逐字照录下面的全部记录，图片不要抄进答案。

========

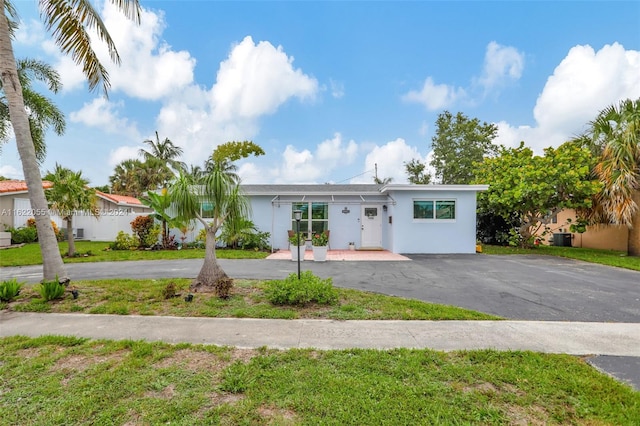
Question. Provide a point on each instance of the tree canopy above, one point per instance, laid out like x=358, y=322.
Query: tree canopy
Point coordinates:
x=532, y=189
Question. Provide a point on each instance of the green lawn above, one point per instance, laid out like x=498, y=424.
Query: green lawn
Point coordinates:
x=603, y=257
x=145, y=297
x=64, y=380
x=96, y=251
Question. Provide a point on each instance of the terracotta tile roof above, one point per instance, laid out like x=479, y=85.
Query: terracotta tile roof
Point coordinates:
x=124, y=199
x=19, y=185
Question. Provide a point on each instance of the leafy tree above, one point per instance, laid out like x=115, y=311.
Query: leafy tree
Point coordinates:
x=134, y=177
x=615, y=138
x=220, y=190
x=69, y=23
x=42, y=112
x=460, y=142
x=165, y=151
x=415, y=170
x=68, y=195
x=532, y=189
x=160, y=204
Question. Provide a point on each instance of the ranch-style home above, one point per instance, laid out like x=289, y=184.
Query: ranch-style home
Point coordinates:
x=401, y=218
x=116, y=212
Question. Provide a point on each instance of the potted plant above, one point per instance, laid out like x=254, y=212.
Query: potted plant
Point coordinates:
x=294, y=239
x=319, y=243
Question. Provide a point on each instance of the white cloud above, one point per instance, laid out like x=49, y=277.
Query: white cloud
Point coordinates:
x=435, y=96
x=123, y=153
x=501, y=64
x=256, y=79
x=337, y=88
x=584, y=83
x=103, y=114
x=390, y=159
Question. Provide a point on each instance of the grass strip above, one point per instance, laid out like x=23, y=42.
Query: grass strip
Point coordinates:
x=61, y=380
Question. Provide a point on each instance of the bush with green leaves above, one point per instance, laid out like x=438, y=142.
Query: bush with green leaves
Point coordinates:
x=9, y=289
x=308, y=289
x=23, y=235
x=51, y=290
x=124, y=241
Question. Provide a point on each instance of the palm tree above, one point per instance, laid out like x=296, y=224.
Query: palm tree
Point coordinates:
x=219, y=189
x=68, y=195
x=163, y=150
x=615, y=133
x=70, y=23
x=43, y=113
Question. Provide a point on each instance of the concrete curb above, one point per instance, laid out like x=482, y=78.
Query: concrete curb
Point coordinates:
x=575, y=338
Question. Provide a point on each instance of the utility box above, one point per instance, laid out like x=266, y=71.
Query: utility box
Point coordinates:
x=562, y=239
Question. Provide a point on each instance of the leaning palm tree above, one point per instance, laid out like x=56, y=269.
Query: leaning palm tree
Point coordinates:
x=219, y=190
x=69, y=195
x=615, y=136
x=70, y=22
x=43, y=113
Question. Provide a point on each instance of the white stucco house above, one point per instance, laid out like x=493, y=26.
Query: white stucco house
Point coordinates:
x=116, y=212
x=401, y=218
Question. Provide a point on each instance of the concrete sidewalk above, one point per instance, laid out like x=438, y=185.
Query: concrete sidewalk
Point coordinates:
x=575, y=338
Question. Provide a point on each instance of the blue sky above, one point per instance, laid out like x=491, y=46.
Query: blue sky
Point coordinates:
x=331, y=88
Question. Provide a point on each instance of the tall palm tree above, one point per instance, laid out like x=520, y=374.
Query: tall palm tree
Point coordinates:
x=43, y=113
x=69, y=195
x=70, y=23
x=163, y=150
x=616, y=133
x=220, y=189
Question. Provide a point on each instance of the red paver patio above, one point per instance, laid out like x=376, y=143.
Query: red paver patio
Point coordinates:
x=344, y=255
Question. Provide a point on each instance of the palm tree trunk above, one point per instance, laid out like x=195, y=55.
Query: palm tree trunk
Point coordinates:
x=212, y=277
x=72, y=243
x=633, y=244
x=52, y=264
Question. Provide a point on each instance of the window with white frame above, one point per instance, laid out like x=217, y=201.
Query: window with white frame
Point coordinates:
x=433, y=209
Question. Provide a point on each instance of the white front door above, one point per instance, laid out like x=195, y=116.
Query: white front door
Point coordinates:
x=371, y=226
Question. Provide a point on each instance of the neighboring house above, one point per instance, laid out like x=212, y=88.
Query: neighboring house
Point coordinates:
x=401, y=218
x=606, y=237
x=116, y=212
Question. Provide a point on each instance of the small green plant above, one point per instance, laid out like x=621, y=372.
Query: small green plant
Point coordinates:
x=124, y=241
x=51, y=290
x=308, y=289
x=9, y=289
x=293, y=240
x=169, y=291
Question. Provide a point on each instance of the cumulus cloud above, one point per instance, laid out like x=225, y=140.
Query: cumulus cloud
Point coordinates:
x=584, y=83
x=390, y=159
x=256, y=79
x=435, y=96
x=104, y=114
x=501, y=65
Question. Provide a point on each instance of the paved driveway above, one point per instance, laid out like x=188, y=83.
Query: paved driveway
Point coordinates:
x=515, y=287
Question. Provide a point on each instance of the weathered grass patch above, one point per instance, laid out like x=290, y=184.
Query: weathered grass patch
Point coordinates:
x=56, y=380
x=247, y=300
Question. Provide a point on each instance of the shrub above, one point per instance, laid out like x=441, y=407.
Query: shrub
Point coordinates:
x=124, y=241
x=145, y=228
x=9, y=289
x=309, y=289
x=51, y=290
x=23, y=235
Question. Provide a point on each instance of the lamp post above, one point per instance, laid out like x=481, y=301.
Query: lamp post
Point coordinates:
x=297, y=215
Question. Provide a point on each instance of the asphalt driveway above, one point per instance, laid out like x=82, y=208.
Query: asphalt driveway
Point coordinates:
x=515, y=287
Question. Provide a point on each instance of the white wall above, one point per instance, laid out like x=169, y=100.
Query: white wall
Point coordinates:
x=409, y=236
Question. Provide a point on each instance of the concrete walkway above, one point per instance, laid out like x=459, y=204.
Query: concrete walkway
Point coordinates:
x=575, y=338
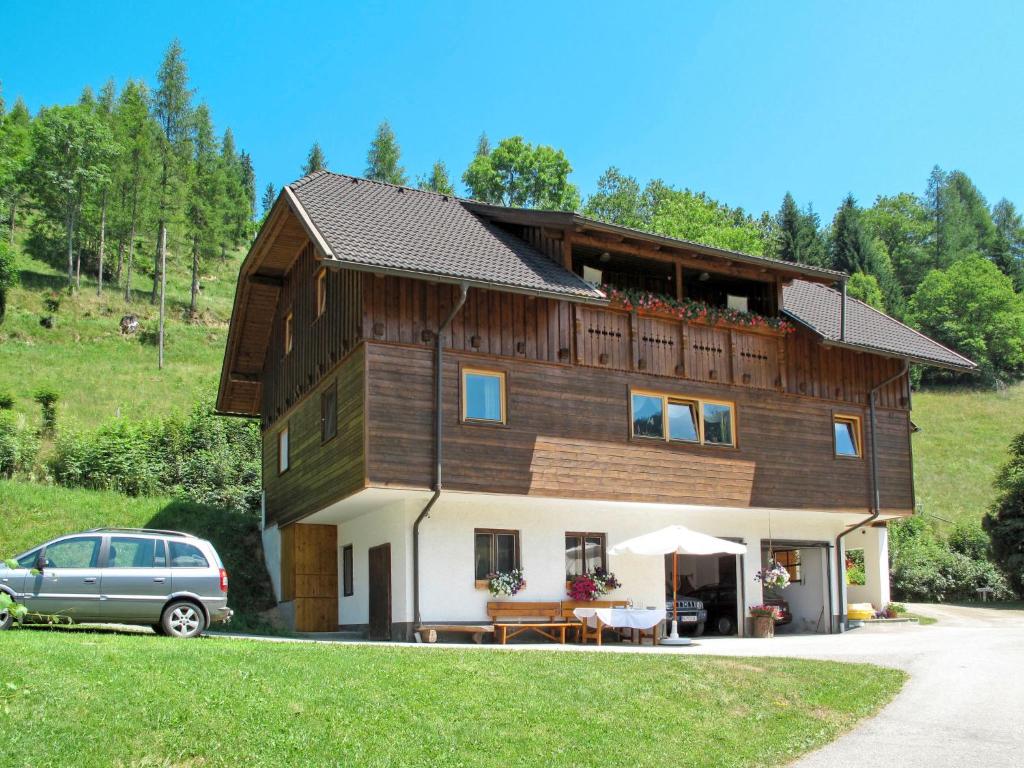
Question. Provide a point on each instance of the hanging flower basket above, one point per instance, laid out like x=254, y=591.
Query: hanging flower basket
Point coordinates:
x=691, y=310
x=774, y=577
x=590, y=587
x=506, y=583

========

**回答:**
Question. Provide a point on each instance of the tree canopy above, one point per instance, laid out like x=358, y=322.
Query: tree canopy
Point coordinates:
x=532, y=189
Question. Provide a point on each instance of the green lawn above, one point per instance, laid out like x=498, y=424.
Query: green lawn
Point coordinates:
x=603, y=257
x=145, y=297
x=64, y=380
x=96, y=251
Question. Provide a point on each instance of the terracotta tile roof above, one point per instance, laid out like x=479, y=85.
Query: terracotta tile roof
Point coordinates:
x=124, y=199
x=19, y=185
Question. Provide a point on each instance of the leafy tree above, one point per instance, laid out like x=115, y=311.
Query: leafy tree
Point coordinates:
x=134, y=177
x=615, y=138
x=220, y=190
x=69, y=23
x=42, y=112
x=460, y=142
x=165, y=151
x=415, y=170
x=68, y=195
x=532, y=189
x=160, y=204
Question. Provide a point on each instance of the ranch-style home above, one point per instance, laid out like x=289, y=184.
Query: ranch-style home
Point coordinates:
x=401, y=218
x=116, y=212
Question. Provide a point on each instance of the potted plant above, one point per instance, laid out like x=254, y=212.
Query: potted plant
Point coordinates:
x=294, y=239
x=319, y=243
Question. Provide a point on each instance of the white cloud above, one point per instance, laid out like x=49, y=277.
Query: white cloud
Point coordinates:
x=435, y=96
x=123, y=153
x=501, y=64
x=256, y=79
x=337, y=88
x=584, y=83
x=103, y=114
x=390, y=159
Question. Provide a point on each instance of the grass strip above, one point per instance, laid out like x=23, y=42.
Query: grass strip
Point coordinates:
x=61, y=380
Question. Provide a point on each instance of the bush with green leaves above, one point per instance, laid out like x=438, y=142.
Query: bush with green leaves
Point coordinates:
x=9, y=289
x=308, y=289
x=23, y=235
x=51, y=290
x=124, y=241
Question. Provide a point on each instance of the palm tree above, one point per instance, laid out like x=296, y=224.
Query: palm tree
Point coordinates:
x=219, y=189
x=68, y=195
x=163, y=150
x=615, y=133
x=70, y=23
x=43, y=113
Question. Provide a point on each instance of the concrete curb above, one point per instance, laid out like x=482, y=78.
Query: concrete curb
Point coordinates:
x=575, y=338
Question. Provide a point on each instance of the utility box above, one point per instance, laid out like x=266, y=71.
Query: utility box
Point coordinates:
x=562, y=239
Question. Provide a point on each instance of the leaning palm tree above, one point per instance, laid out like x=56, y=269.
Query: leaning palm tree
Point coordinates:
x=219, y=190
x=69, y=195
x=615, y=136
x=70, y=22
x=43, y=113
Question. Provide a point on each instance of the white stucco house above, one point per instance, laid out like x=493, y=26.
Query: white stucco house
Point coordinates:
x=116, y=212
x=401, y=218
Question. Provide a point on each instance of the concrete sidewalk above, one point per instance, laid out like x=438, y=185.
Query: concrete sidewalk
Point coordinates:
x=575, y=338
Question. Provide a point on each instance of the blue sky above, one point per instance, laid out like x=491, y=46.
Query: blue sky
Point coordinates:
x=331, y=88
Question. Provide a point on each instance of the tall palm tree above, one point per instance, laid out like x=520, y=374.
Query: tall palm tree
Point coordinates:
x=43, y=113
x=69, y=195
x=70, y=23
x=163, y=150
x=616, y=133
x=220, y=189
Question. Provide a point on each instance of the red paver patio above, one point per instance, laid out like x=376, y=143.
Query: red paver patio
Point coordinates:
x=344, y=255
Question. Provide a point on each instance of the palm tree trunk above, one point per instance, laid out like x=195, y=55.
Query: palm tree trunk
Point coordinates:
x=212, y=277
x=72, y=243
x=633, y=244
x=52, y=264
Question. Provide a point on each instance of the window with white frame above, one point per instance, laid out like x=217, y=201.
Query: window with white frame
Point coordinates:
x=433, y=209
Question. Provide a point on each instance of the white front door above, one point per instance, laid out like x=195, y=116.
Query: white front door
Point coordinates:
x=371, y=226
Question. Provide a point on each instance of the neighboring house above, one point per instance, laid out like x=212, y=88.
Query: neighboring house
Point coordinates:
x=401, y=218
x=606, y=237
x=116, y=212
Question. Provide a point on each instance of the small green plant above, one point per instance, laid out like x=621, y=372.
Query: small green plant
Point coordinates:
x=124, y=241
x=51, y=290
x=308, y=289
x=9, y=289
x=293, y=240
x=169, y=291
Question. Provide a point on each instance of the cumulus cloud above, one point per instance, laid out like x=225, y=140.
Query: cumulus cloud
Point coordinates:
x=584, y=83
x=390, y=159
x=256, y=79
x=435, y=96
x=104, y=114
x=501, y=65
Question. Provide a point on each instance of the paved driveway above, one point per instance, laid out like x=188, y=83.
Query: paved driveway
Point coordinates:
x=515, y=287
Question. Provide a point on each instance of the weathered grass patch above, one point per instance, laid out like x=290, y=184.
Query: weathered grass patch
Point coordinates:
x=56, y=380
x=247, y=300
Question. Provide a point on each instance of the shrub above, one point per instance, laid out like x=441, y=407.
Query: shrub
Point coordinates:
x=124, y=241
x=145, y=228
x=9, y=289
x=309, y=289
x=51, y=290
x=23, y=235
Question. Provide a point on each instance of the lamp post above, one point per instance, laid out like x=481, y=301.
Query: lamp post
Point coordinates:
x=297, y=215
Question. Provide a point on each instance of the asphalt driveway above, one point per instance, laid out like x=82, y=208.
Query: asphalt driveway
Point coordinates:
x=515, y=287
Question. Provide a point on each instance of the white wall above, one point per instance, laid out like x=169, y=100.
Query: white wall
Point coordinates:
x=409, y=236
Question. Provide a point on each instance of the concrete walkway above, one point per instance, laid out like x=459, y=204.
Query: concrete walkway
Point coordinates:
x=575, y=338
Question. Provide a point on each instance of the hanging flower basket above, one point per instance, laid out like x=254, y=591.
Query: hanging flower basket
Point coordinates:
x=691, y=310
x=774, y=577
x=590, y=587
x=506, y=583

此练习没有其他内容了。